▶ Given data:
★ ★ ★
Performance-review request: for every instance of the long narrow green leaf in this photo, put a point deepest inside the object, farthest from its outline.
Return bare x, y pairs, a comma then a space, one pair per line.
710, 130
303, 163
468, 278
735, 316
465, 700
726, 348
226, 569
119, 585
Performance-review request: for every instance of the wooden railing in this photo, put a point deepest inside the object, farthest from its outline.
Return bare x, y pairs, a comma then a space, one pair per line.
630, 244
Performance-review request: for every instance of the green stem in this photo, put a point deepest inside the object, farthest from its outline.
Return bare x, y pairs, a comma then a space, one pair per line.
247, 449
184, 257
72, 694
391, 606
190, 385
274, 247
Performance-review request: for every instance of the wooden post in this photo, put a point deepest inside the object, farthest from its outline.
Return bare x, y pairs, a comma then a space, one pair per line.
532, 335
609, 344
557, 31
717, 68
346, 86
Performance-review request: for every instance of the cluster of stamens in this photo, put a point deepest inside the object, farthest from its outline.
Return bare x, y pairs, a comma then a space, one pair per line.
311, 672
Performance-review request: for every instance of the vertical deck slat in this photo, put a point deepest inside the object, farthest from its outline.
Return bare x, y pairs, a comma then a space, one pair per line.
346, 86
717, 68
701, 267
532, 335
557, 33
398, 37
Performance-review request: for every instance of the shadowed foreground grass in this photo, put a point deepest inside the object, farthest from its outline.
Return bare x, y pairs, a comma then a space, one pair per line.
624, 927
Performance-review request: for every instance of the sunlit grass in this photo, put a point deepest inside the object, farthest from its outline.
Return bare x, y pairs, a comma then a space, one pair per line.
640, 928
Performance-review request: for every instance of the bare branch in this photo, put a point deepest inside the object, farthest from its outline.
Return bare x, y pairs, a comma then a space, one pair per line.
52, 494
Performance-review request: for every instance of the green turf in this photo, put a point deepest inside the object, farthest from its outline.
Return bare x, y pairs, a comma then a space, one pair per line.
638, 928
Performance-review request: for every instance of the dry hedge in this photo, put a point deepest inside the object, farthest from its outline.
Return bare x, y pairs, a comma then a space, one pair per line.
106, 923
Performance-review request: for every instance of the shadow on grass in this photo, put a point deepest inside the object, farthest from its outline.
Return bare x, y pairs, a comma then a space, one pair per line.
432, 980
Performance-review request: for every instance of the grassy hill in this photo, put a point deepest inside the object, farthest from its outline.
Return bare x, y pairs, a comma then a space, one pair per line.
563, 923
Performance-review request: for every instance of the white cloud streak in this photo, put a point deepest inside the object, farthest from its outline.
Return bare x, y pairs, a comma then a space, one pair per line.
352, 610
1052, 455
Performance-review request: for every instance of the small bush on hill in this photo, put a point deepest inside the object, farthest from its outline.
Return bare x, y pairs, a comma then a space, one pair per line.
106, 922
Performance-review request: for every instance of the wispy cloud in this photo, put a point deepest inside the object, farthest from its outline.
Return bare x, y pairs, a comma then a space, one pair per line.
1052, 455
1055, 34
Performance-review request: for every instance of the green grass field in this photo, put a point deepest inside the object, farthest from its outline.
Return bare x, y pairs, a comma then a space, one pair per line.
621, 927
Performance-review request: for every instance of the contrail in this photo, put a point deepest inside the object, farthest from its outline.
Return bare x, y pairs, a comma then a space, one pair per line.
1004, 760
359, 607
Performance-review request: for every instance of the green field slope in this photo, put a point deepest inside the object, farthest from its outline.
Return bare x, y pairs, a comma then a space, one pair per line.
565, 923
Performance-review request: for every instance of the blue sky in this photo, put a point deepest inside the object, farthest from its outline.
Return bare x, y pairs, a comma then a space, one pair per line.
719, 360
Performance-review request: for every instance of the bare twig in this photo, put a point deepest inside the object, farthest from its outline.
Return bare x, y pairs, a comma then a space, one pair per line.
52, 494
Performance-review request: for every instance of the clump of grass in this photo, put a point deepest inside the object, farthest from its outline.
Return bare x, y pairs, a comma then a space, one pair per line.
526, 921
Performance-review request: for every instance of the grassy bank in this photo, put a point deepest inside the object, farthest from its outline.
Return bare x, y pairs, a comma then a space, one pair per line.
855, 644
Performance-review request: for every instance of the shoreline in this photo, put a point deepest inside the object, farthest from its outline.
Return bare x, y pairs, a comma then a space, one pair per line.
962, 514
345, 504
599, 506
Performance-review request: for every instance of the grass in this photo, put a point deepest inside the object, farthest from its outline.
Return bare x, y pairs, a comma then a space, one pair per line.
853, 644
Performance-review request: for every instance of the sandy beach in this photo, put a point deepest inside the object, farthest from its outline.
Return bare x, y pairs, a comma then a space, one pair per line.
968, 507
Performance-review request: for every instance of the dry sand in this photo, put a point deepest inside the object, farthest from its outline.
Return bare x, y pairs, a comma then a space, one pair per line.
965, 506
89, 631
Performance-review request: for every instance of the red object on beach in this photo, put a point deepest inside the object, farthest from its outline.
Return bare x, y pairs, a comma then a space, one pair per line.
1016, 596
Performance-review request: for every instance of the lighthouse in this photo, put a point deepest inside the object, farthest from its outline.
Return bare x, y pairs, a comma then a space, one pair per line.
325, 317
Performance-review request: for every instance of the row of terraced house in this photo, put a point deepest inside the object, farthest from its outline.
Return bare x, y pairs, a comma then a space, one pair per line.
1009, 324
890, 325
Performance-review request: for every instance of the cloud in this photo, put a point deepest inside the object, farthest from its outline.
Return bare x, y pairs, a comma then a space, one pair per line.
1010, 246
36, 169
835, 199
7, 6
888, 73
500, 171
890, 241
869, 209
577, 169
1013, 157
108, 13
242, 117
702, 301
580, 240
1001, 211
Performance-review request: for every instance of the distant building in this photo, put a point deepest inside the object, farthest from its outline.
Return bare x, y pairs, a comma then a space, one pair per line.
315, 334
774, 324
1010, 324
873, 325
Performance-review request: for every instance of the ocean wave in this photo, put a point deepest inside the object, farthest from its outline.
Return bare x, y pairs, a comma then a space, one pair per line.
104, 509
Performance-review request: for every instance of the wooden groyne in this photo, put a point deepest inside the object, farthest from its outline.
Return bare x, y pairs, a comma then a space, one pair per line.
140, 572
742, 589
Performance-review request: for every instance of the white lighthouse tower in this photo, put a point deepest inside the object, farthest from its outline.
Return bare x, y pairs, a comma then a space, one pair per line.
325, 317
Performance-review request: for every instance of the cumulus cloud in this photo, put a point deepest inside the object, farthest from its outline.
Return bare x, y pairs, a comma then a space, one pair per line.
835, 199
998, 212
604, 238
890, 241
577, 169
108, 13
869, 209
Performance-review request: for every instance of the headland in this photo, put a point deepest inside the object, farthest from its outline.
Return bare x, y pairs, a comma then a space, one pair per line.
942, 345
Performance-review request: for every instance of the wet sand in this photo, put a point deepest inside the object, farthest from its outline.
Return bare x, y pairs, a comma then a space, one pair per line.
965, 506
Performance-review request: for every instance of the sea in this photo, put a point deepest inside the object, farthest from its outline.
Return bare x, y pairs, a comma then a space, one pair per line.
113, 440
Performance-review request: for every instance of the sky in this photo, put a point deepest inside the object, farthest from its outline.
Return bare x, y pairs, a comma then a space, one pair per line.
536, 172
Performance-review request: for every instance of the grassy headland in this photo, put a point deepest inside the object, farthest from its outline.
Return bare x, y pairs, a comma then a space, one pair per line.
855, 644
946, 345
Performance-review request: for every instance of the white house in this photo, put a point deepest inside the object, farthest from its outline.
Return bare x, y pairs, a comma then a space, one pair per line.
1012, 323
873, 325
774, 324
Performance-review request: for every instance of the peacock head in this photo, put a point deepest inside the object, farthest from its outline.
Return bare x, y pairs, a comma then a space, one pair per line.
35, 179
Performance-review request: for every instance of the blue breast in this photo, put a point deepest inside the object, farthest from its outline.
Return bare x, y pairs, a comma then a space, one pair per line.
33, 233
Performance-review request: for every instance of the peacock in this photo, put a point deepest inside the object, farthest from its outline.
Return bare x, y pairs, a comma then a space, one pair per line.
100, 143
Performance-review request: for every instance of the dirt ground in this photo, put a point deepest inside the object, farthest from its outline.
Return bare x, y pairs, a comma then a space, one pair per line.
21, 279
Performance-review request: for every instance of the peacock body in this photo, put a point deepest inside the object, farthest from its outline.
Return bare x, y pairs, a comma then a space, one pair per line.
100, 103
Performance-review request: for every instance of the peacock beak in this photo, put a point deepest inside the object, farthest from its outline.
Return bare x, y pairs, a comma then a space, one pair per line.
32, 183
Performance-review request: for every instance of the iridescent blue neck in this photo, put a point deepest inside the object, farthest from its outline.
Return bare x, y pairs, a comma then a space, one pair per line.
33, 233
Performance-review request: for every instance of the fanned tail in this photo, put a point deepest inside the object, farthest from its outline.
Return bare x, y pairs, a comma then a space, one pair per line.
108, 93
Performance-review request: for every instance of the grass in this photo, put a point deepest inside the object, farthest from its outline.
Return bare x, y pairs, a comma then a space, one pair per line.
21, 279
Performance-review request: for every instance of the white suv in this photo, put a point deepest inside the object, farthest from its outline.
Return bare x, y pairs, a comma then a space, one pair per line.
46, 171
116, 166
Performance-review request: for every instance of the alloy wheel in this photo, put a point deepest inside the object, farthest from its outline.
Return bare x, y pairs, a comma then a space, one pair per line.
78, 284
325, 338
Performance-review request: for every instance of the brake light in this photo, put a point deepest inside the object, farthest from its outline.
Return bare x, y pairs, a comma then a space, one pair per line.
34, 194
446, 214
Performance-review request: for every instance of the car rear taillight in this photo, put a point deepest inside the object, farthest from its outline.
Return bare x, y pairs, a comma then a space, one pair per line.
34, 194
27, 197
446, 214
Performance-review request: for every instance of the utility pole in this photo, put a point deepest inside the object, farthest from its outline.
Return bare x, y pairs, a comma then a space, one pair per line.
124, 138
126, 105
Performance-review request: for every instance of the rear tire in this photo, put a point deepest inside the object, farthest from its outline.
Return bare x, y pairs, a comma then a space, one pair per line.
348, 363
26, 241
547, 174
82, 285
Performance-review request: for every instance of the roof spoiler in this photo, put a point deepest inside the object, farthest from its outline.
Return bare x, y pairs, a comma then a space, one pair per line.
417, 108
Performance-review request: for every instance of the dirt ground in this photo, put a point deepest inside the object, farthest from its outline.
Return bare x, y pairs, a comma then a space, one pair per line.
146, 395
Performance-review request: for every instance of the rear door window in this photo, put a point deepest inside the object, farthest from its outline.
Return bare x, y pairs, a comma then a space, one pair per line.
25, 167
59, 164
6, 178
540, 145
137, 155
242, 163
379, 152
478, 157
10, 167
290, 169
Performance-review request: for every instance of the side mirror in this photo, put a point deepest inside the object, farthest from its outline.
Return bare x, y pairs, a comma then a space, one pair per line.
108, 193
★ ★ ★
▶ Request:
Reproduce the data verbatim, beginning at the line that contains "Performance-review request: for every instance of the side" and stopping after the final line of the data.

▶ Solution:
Performance-review request: for every instance of the side mirror in this photo, put a point deepest inside the object, farthest from its outline.
Return bare x, y pairs, a comma then a space, one pair per line.
108, 193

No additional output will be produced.